# EXERCICE PROPOSÉ A
Recopiez sans rien changer toutes les lignes de la liste qui figure plus bas, après le texte.

# EXTRAIT PRÉSENTÉ
Les arbres font partie de notre patrimoine et agrémentent nos espaces privés comme publics. Mais ils peuvent être aussi à la source de conflits de voisinage. Branches d’arbres du voisin qui débordent au-dessus de votre toiture, gouttières encombrées de feuilles, privation d’ensoleillement, … En France, les règles concernant l’implantation, l’élagage ou l’abattage des végétaux sont définies principalement sur la base du Code civil, notamment les articles 671 à 673. Comme souvent, des exceptions s’appliquent et des conditions particulières sont requises, et l’arbre peut parfois cacher la forêt. Comment procéder pour apporter une solution à ce type de conflit ?
Branches qui dépassent chez vous
Article 673 du Code civil : vous ne pouvez pas couper vous-même les branches des arbres, arbustes ou arbrisseaux qui dépassent sur votre propriété. Vous devez demander à votre voisin de les couper. Il a l’obligation légale de le faire à votre demande.

(Éléments issus d'un jeu de données)

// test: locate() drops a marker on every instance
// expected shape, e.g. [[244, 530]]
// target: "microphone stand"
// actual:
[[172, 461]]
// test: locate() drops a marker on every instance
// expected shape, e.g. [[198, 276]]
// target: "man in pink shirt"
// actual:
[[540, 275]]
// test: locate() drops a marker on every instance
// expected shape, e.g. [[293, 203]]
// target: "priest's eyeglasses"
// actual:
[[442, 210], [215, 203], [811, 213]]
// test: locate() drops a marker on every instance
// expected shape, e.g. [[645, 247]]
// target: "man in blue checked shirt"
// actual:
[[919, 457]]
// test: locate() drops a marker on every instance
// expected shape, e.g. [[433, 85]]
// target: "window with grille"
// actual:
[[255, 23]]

# EXERCICE PROPOSÉ B
Reprenez le texte sur les arbres et les conflits de voisinage à partir de sa dernière phrase.

# RÉPONSE ATTENDUE A
// test: locate() drops a marker on every instance
// expected shape, e.g. [[244, 530]]
// target: "microphone stand"
// actual:
[[172, 461]]
// test: locate() drops a marker on every instance
// expected shape, e.g. [[198, 276]]
// target: "man in pink shirt"
// actual:
[[540, 275]]
// test: locate() drops a marker on every instance
// expected shape, e.g. [[293, 203]]
// target: "priest's eyeglasses"
// actual:
[[442, 210], [215, 203], [811, 213]]
// test: locate() drops a marker on every instance
// expected shape, e.g. [[645, 247]]
// target: "man in blue checked shirt"
// actual:
[[919, 457]]
// test: locate() drops a marker on every instance
// expected shape, e.g. [[433, 85]]
// target: "window with grille"
// actual:
[[255, 23]]

# RÉPONSE ATTENDUE B
S’il refuse ou ne le fait pas dans un délai raisonnable, vous pouvez saisir le tribunal judiciaire pour l’y contraindre, mais il y a des étapes préalables (lire plus loin).
Exception pour les racines, ronces et brindilles
Vous pouvez les couper vous-même à la limite de votre propriété, toujours selon l’article 673.
Hauteur et distance des plantations
C’est l’Article 671 du Code civil qui fixe les règles dans le cas où aucune règle (règlement de lotissement, PLU, etc.) ne s’applique localement:
Pour résumer, il y a trois zones différentes
- zone 1 : depuis la limite séparative jusqu’à 50 centimètres : les plantations y sont strictement interdites.
- zone 2 : de 50 centimètres à 2 mètres de la propriété voisine : les plantations doivent être inférieures à 2 mètres de hauteur
- zone 3 : au-delà des 2 mètres, les plantations peuvent dépasser 2 mètres, sous réserve de l’application des articles 1253 et 1240 du Code civil.
Un arbre ou une haie plantée à moins de 2 mètres de la limite de propriété ne doit pas dépasser 2 mètres de hauteur si l’arbre est planté à plus de 2 mètres, il peut dépasser cette hauteur.
Les règles régissant la distance des plantations par rapport aux limites de propriété figurent aux articles 671, 672 et 673 du Code civil.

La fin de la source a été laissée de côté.